---- Task material

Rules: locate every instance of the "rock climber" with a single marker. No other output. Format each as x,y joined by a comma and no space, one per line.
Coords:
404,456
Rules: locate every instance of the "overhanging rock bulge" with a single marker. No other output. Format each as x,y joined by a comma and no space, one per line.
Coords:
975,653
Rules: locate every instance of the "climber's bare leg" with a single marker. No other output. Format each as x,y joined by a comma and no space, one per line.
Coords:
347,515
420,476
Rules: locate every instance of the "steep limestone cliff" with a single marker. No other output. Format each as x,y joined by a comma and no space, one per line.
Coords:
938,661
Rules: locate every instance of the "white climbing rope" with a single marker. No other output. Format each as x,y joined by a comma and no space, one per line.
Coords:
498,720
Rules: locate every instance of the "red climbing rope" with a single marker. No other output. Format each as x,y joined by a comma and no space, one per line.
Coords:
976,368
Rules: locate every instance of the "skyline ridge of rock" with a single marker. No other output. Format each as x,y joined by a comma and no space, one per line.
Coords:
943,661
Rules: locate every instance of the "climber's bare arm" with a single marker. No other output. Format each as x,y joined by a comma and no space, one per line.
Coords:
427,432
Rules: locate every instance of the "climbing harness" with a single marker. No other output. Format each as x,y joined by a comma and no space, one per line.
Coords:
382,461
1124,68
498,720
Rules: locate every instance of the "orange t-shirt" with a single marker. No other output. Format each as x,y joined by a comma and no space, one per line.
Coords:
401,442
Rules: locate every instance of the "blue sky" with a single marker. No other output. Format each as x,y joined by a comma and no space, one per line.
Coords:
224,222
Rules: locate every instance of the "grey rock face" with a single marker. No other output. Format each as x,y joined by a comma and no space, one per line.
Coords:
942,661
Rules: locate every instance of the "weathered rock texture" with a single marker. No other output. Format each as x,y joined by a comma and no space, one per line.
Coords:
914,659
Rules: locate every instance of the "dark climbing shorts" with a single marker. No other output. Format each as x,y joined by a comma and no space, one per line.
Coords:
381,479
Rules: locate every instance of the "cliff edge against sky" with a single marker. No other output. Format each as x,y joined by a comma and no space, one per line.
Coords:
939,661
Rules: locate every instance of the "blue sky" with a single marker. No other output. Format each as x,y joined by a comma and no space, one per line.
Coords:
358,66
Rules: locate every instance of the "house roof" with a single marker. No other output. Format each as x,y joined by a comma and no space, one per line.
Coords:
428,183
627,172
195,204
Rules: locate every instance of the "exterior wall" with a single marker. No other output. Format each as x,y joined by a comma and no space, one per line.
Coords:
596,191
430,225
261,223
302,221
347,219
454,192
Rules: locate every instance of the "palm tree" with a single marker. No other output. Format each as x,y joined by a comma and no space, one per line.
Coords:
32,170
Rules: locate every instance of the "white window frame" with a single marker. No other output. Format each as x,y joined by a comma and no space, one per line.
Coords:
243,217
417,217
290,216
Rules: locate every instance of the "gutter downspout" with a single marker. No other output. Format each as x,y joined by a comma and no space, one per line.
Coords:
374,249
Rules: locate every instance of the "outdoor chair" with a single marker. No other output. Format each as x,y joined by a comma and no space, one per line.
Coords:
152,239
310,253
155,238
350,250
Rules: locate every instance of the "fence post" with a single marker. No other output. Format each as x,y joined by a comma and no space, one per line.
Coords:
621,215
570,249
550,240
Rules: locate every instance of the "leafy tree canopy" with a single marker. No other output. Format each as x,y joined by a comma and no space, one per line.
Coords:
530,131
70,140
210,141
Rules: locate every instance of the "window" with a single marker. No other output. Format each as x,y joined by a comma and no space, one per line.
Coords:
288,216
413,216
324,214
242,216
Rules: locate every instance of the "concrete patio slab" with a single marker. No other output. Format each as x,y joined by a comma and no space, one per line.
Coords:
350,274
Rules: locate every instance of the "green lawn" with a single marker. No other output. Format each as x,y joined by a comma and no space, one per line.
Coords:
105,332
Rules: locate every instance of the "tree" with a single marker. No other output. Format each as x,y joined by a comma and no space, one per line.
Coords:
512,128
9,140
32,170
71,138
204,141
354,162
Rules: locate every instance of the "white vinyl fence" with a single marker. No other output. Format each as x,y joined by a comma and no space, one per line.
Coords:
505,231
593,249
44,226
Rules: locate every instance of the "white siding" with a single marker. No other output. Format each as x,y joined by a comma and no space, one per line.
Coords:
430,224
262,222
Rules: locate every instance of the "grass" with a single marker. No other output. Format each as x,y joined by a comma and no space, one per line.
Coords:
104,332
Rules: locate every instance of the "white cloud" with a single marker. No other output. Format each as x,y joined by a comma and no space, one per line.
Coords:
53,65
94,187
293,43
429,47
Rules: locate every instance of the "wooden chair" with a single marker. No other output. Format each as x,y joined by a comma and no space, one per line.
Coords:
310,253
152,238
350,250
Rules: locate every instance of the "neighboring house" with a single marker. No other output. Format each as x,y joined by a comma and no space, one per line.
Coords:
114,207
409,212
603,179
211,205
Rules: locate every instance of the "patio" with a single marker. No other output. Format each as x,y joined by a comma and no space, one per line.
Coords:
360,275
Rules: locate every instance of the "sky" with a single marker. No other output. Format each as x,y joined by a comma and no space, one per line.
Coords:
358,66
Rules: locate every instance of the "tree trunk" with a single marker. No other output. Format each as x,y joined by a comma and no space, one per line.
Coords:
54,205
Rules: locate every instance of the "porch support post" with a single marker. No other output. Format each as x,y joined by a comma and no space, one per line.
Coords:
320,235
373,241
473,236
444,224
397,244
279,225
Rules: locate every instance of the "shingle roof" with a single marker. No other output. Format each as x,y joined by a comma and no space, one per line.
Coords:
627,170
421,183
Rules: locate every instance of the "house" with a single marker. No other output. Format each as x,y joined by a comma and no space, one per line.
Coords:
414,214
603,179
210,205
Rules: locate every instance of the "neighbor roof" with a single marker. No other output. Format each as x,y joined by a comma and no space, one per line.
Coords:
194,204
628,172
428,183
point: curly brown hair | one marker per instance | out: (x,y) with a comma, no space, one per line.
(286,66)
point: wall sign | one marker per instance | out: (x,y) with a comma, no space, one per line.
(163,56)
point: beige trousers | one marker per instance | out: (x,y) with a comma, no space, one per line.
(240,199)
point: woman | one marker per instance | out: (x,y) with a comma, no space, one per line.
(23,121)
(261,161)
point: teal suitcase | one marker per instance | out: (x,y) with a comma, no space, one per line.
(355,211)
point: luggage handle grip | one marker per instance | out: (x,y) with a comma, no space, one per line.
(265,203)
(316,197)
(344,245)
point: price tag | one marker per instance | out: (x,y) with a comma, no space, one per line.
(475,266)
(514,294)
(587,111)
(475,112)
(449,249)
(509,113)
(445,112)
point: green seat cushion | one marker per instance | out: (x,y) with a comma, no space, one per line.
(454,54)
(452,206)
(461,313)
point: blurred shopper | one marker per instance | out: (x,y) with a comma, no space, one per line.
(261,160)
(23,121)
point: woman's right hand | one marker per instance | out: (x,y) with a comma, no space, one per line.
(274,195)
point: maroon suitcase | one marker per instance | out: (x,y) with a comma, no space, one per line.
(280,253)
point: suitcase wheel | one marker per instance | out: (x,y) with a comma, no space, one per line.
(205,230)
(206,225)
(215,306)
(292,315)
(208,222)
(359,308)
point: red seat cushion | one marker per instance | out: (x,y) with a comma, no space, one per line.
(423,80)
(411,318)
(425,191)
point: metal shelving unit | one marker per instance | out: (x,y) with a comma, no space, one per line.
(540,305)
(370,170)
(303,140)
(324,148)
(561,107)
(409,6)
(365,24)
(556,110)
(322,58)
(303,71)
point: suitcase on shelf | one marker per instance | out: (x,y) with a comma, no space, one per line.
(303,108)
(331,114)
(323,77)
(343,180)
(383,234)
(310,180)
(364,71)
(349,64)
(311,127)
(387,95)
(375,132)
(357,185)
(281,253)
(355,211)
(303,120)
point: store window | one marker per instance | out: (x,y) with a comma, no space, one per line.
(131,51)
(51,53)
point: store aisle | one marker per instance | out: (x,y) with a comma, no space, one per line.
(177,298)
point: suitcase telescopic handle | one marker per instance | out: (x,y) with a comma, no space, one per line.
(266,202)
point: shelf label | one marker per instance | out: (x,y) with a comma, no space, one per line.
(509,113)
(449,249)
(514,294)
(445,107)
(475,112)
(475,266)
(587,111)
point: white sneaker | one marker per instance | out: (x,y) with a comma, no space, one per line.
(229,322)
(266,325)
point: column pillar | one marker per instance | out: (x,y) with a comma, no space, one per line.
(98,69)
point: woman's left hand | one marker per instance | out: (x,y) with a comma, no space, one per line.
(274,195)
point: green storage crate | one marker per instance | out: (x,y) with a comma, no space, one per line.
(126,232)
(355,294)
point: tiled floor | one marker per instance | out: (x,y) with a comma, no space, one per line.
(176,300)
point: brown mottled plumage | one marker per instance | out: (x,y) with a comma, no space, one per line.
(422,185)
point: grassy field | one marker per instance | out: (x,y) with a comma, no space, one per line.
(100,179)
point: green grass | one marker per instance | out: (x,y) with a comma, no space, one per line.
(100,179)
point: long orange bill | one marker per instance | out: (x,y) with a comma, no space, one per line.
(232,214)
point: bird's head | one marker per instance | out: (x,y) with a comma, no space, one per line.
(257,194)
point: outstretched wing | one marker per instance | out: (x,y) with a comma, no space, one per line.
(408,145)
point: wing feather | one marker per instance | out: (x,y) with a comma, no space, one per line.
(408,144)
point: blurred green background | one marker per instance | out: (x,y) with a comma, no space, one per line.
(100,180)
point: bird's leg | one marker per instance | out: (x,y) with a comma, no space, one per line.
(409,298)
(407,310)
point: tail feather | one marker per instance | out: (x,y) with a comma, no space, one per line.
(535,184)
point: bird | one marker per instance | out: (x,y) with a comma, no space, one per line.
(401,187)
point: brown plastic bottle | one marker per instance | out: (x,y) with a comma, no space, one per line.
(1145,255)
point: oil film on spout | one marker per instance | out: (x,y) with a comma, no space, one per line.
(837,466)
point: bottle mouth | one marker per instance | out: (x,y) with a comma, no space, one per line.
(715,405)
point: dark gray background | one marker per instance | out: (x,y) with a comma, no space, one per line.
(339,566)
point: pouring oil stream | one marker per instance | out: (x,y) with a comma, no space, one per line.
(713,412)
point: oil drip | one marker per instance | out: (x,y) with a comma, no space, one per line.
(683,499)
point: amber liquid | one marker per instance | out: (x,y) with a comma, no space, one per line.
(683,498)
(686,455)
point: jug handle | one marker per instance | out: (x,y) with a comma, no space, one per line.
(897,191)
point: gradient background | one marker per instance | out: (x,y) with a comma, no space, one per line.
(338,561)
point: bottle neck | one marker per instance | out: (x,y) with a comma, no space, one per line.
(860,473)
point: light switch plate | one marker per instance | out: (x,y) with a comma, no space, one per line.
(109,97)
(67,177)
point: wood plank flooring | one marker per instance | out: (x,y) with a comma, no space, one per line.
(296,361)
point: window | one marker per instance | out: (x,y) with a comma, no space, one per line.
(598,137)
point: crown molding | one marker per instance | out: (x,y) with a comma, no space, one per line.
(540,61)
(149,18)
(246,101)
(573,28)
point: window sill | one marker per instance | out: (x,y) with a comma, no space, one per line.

--------

Task statement: Could you quote, exactly as they appear, the line containing "point: bottle neck" and every line after it to the end of the records above?

Output of the exercise:
point: bottle neck | one marker per instance | out: (x,y) with a comma, no space, one per line.
(860,473)
point: light switch plate | one marker per instance | out: (x,y) with a comma, no space, one per line.
(109,97)
(67,177)
point: wood plank flooring | one marker per instance | out: (x,y) with a comma, no space, one per line.
(296,361)
point: window | one marker per instance | out: (x,y) with a comma, no space, one per line.
(598,137)
point: crown molding | one marker per instance | out: (x,y) with a comma, no space, one per line.
(540,61)
(149,18)
(246,101)
(573,28)
point: window sill | one marker per instance | out: (x,y) with a comma, no space, one per line.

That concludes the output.